** START Provided text **

# Women park easier than men



## DTPCHEMICALS (Jul 24, 2006)

Women find no difficulty in parking

Dave p


----------



## midlifecrisismil (Sep 27, 2009)

DTPCHEMICALS said:


> Women find no difficulty in parking
> 
> Dave p


I think that that is quite an impressive piece of parking!
Obviously more difficult to put the car in that way rather than the right way round.

Dave - are you being sexist here? There is also a man walking towards the car as well or have you got "woman tinted" glasses on?


----------



## DTPCHEMICALS (Jul 24, 2006)

mdc i have no trouble with sex 1st
The young blonde is definatley the owner of the car.
When the Carols get on i will make a sharp exit. :lol: 


Dave p


----------



## dawnwynne (Nov 14, 2009)

Infact if you look closer the woman is walking past the car and the man is walking directly to it!! :lol:


----------



## GEMMY (Jun 19, 2006)

Change your glasses Dawn :lol: 

tony


----------



## DTPCHEMICALS (Jul 24, 2006)

Nah she has her keys in her left hand and pressing the remote unlocking.

DAve p


----------



## ThursdaysChild (Aug 2, 2008)

Now, now, chaps.
We always said they couldn't parallel park.
This proves us sooooooooooo wrong.


----------



## CaGreg (Mar 28, 2007)

It's great that us women are learning to do so many things on our own. I voted in the elections last time without any help from my husband!!

** END Provided text **

**Stated problem 1:** Count the lines of the listing below that hold the word "coffee", and reply with only the number.

** START Provided data **

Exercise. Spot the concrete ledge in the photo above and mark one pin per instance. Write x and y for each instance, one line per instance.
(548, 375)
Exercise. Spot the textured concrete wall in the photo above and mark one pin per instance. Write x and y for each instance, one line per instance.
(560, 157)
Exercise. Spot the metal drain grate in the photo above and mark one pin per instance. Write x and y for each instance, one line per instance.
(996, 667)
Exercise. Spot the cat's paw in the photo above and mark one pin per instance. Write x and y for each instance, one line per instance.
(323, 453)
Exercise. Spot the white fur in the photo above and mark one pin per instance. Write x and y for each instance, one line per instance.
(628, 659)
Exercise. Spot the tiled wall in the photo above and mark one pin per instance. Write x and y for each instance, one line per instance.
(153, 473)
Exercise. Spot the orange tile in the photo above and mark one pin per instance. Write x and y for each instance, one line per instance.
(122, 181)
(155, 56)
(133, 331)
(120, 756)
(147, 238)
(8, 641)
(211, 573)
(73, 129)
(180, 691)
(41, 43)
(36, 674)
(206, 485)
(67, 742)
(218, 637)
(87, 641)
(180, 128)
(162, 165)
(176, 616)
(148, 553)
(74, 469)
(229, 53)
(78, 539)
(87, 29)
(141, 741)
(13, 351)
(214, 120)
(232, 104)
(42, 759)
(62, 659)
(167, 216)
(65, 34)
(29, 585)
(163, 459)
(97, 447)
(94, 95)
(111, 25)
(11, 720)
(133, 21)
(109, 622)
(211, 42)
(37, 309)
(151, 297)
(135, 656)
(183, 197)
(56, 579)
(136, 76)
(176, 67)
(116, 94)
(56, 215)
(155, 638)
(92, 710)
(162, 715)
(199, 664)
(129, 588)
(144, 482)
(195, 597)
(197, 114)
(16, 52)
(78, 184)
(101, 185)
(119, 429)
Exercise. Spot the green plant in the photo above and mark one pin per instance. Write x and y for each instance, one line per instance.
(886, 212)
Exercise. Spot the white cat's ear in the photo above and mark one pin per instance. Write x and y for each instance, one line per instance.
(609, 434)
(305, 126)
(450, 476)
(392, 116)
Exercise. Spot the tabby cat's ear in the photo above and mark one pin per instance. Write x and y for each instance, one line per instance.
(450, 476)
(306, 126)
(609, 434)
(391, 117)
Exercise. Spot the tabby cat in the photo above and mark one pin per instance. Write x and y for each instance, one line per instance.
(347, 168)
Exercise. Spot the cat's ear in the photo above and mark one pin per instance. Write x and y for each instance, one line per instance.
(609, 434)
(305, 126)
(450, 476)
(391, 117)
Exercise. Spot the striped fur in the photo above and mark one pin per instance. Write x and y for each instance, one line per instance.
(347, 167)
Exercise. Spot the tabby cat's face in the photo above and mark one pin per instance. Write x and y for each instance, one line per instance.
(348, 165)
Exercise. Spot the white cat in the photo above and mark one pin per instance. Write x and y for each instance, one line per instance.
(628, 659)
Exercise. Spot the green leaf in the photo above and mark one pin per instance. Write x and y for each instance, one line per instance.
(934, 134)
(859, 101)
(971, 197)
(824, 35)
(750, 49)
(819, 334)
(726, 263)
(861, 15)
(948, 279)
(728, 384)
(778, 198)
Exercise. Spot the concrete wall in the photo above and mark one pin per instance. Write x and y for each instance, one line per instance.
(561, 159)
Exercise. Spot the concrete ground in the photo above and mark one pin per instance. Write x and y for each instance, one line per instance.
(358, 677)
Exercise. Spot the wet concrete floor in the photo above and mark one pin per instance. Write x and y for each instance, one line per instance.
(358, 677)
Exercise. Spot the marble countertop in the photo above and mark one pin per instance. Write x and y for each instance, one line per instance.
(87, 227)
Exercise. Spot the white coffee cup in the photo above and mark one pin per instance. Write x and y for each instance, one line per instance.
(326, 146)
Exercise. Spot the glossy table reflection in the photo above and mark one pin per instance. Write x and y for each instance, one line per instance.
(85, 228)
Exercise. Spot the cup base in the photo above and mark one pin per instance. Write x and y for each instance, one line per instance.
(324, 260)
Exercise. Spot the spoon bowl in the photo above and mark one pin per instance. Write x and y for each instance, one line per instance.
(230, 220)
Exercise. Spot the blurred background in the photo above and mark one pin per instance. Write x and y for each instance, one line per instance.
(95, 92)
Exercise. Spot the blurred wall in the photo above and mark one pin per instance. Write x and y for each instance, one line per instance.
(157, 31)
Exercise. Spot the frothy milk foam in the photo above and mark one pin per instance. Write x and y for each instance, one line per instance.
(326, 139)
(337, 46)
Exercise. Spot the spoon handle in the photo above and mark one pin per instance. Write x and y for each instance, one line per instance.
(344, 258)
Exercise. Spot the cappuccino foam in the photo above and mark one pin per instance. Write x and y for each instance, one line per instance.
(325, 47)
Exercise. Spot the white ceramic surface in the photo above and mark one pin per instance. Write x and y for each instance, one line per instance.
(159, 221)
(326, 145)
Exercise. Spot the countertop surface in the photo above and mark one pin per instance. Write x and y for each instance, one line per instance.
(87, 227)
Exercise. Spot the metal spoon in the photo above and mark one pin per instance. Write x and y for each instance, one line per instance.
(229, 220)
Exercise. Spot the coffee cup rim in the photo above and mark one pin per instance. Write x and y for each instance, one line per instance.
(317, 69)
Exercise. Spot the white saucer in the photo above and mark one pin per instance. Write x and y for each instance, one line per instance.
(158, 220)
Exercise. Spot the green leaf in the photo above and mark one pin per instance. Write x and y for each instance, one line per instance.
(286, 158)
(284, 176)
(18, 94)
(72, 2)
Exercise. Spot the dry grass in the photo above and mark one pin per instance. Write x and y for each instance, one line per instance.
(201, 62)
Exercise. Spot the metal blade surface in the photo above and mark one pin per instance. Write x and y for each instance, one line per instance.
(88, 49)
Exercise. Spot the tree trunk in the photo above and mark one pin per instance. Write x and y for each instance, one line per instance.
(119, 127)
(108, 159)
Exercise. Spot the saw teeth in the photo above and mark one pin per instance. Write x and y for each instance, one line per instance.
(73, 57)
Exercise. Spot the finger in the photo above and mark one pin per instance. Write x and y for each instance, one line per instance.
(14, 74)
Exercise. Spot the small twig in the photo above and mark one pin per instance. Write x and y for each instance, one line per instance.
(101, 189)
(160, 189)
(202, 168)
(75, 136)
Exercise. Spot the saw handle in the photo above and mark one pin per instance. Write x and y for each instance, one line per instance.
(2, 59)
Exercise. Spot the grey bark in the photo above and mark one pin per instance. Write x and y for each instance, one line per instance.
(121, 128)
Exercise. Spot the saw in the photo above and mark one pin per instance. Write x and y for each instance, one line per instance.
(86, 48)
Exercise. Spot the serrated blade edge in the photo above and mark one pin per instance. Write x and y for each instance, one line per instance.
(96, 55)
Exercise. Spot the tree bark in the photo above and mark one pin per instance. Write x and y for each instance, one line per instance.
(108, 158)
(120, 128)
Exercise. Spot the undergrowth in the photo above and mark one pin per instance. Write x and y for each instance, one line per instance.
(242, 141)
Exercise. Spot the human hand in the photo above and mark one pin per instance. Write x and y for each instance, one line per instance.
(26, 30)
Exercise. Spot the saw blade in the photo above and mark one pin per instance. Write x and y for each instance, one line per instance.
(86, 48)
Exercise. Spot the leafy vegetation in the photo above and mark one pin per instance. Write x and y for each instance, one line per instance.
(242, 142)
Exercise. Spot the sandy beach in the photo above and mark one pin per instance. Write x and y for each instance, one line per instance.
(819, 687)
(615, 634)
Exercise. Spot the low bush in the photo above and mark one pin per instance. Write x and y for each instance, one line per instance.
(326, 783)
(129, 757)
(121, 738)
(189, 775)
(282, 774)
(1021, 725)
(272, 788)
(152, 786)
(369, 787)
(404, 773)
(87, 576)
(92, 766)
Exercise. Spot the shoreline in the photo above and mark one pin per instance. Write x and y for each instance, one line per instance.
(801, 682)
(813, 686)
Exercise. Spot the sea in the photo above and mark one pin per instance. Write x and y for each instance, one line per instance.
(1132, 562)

** END Provided data **

**Stated problem 2:** Transcribe the forum thread about women parking, starting with "## GEMMY (Jun" and going on through "the remote unlocking.".

**Task output 1:** 2

**Task output 2:**
## GEMMY (Jun 19, 2006)

Change your glasses Dawn :lol: 

tony


----------



## DTPCHEMICALS (Jul 24, 2006)

Nah she has her keys in her left hand and pressing the remote unlocking.